§ Given text
▶

With the increase in the hype around digital payments, this may be the best time for you to broaden your investment fields and dive into the crypto market.

A fellow investor cannot overlook the gains with online crypto. We have seen people emerge into millionaires by their smart trading in this ocean of digital money, and the said millionaires are widely termed as whales.

But before one jumps into this vast ocean, they should be well informed of the risks and returns it can offer you and have proper knowledge on how to trade crypto that is to, of course, minimize the chance of losing your hard earned money in these strong waves.

 While you may have definitely heard about cryptocurrency and might even be considering investing in it, there are many points to keep in mind before taking action, investing, where to invest, and is cryptocurrency investment secure enough? We're here to answer all of that for you.

What is cryptocurrency

In layman's terms, it is a virtual currency that is encrypted and decentralized. The encryption provides high security during the transfer of coins. They are made with blockchain technology, which is complex, and thus, it is difficult for hackers to tamper with. You can exchange coins without a middleman and a limit ( two of its advantages over the traditional method). As of now, Bitcoin and Ethereum are among the best crypto trading platforms. Bitcoin was the first platform to issue online crypto. That's not to say that you can not look for other options, there certainly are investors who are willing to buy cheap and then sell it high on unknown cryptocurrencies.

◀

(Dataset excerpts)
▶

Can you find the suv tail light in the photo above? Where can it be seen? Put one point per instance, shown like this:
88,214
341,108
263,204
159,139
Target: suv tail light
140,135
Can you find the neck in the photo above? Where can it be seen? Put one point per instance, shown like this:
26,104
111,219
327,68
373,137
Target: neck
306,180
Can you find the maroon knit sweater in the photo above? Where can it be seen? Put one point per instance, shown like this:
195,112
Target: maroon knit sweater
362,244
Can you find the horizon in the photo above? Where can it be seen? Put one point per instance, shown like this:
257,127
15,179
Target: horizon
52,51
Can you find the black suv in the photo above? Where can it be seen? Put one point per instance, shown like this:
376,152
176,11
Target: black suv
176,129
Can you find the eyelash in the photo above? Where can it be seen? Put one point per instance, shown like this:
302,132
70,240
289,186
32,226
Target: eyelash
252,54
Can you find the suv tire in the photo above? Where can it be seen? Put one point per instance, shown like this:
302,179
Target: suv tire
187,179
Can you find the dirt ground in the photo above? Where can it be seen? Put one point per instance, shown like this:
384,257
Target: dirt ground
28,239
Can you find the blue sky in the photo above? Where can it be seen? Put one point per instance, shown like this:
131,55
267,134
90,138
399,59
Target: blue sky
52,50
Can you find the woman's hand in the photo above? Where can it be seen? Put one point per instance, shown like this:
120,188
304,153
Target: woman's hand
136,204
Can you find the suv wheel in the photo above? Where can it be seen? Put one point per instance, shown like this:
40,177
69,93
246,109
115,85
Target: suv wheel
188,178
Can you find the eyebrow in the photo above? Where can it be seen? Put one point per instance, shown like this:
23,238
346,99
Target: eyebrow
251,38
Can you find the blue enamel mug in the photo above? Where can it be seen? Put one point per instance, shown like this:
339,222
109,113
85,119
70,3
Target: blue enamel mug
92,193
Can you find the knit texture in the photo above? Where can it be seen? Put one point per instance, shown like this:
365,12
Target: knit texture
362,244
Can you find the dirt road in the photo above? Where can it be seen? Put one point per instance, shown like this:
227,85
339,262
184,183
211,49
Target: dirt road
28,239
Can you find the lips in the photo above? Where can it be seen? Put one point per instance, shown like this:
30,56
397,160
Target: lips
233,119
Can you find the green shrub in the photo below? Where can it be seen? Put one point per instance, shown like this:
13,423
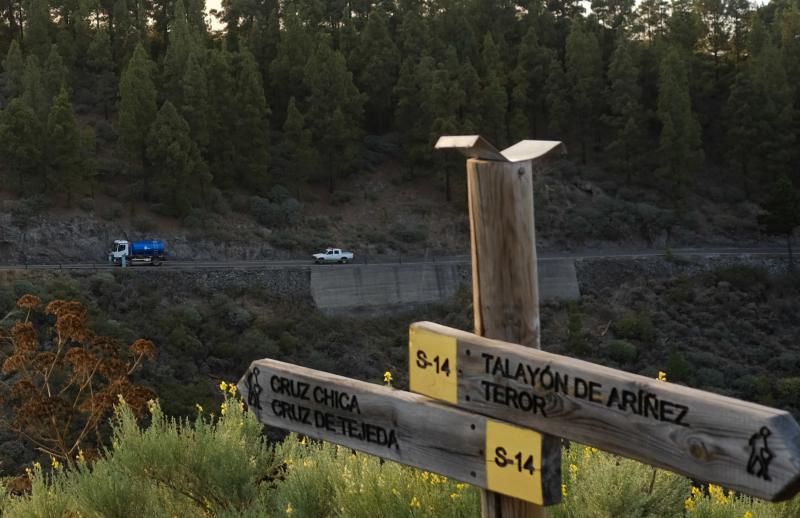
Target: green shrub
710,377
602,485
576,336
318,223
342,197
636,326
86,204
222,466
409,234
789,390
677,367
743,277
622,351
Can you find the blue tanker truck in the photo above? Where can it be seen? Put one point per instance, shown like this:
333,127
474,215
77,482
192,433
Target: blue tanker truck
150,252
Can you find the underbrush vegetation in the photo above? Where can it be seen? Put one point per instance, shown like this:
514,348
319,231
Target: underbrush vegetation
220,465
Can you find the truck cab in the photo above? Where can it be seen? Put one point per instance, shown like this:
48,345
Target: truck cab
137,252
333,255
120,249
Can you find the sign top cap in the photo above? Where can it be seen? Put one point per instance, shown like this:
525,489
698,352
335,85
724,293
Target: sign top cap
475,146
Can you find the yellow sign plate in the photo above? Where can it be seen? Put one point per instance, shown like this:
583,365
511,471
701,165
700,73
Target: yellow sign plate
514,461
432,365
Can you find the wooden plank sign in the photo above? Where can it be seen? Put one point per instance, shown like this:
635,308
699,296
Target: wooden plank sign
739,445
407,428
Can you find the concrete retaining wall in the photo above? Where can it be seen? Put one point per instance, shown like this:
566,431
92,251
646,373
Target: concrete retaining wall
363,286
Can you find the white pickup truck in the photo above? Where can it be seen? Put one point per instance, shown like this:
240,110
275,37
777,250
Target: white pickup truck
333,255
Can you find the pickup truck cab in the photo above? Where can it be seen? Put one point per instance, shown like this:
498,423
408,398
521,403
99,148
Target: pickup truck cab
333,255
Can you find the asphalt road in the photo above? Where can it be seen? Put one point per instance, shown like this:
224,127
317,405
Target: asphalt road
180,264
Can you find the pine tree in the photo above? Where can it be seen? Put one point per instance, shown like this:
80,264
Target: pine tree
626,112
584,74
679,149
494,100
653,15
195,102
742,112
37,29
447,101
558,103
297,152
614,14
528,79
685,26
775,114
334,110
783,211
137,106
20,142
14,67
180,176
264,39
252,126
470,115
738,12
196,18
287,70
55,75
67,169
123,33
33,88
413,33
101,65
377,63
221,118
412,115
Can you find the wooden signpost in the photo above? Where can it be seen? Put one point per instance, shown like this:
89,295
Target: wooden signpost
505,291
504,405
408,428
739,445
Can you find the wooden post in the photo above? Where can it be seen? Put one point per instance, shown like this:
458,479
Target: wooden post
505,290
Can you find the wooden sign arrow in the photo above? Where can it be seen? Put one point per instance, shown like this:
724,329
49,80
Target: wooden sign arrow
739,445
404,427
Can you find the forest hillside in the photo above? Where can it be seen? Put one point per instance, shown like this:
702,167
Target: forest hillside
295,123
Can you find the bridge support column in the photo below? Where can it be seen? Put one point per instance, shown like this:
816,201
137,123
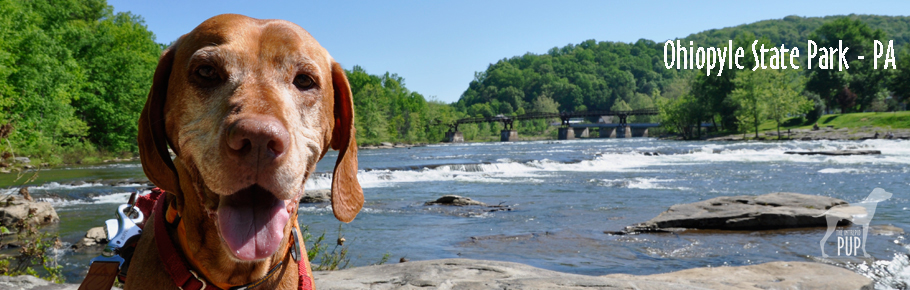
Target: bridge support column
566,133
508,135
623,132
454,137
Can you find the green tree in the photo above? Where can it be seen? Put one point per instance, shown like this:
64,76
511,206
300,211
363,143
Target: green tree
861,78
785,99
753,89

◀

§ Exercise objective
Pick up the piece on investing in cryptocurrency after its last sentence and keep writing it.

§ Final answer
The term that you'll often find associated with cryptocurrency is its volatility. Ever went to a pawn shop to sell an item? What happens there is no matter how much you spent when you bought the item, the shop owner will only pay you the amount he feels the item is worth, in other words, it is sold at the price the buyer deems fit.

It is somewhat the same for cryptocurrency as well, due to not being backed by a government, it has value only, and when people believe it to. This may make it riskier as compared to other markets like stock markets.

How to invest securely in cryptocurrency

With that being said, let's now talk about making secure investment, a plethora of risks could be avoided by enough research about the exchanges, wallets, and the market volatility in general.

Safety of data

While the encrypted cryptocurrency is safe in itself, but the end of the software or hardware that you use to store your data isn't safe, then you're at high risk of data theft, which could eventually lead to you losing your money.

First, make sure that you are keeping your antivirus software up to date to be assured of the fact that you aren't giving out your valuable data to hackers.

Cryptocurrency exchange

An exchange is a place where you buy and sell your virtual money. Now there are over more than 500 exchanges to make use of, and each has its own set of pros and cons, not all exchanges accept fiat currency ( paper money, example: dollar), some are only restricted to bitcoins. So researching them and choosing one which suits your personal needs is crucial.

Cryptocurrency wallet

Now that you've gone ahead and bought yourself those coins, the question arises on where to store it, for that you need a cryptocurrency wallet, practically it is better to have a wallet before you buy your currency. They are two types of wallets: software and hardware wallets, the hardware ones are comparatively safer. The exchange platforms also provide wallets to store your coins, but it is not as secure as your own personal wallet.

Trading strategy

Have clear data of the amount you can invest and possibly lose, the time you have to trade, using that devise your blend of coins. If you happen to invest using a contract for difference (CDF) or spread bet (FSB), know that the gains or loss will be heightened by the leverage and thus proceed only when you're sure that you can stomach the loss, which might be more than what you invested.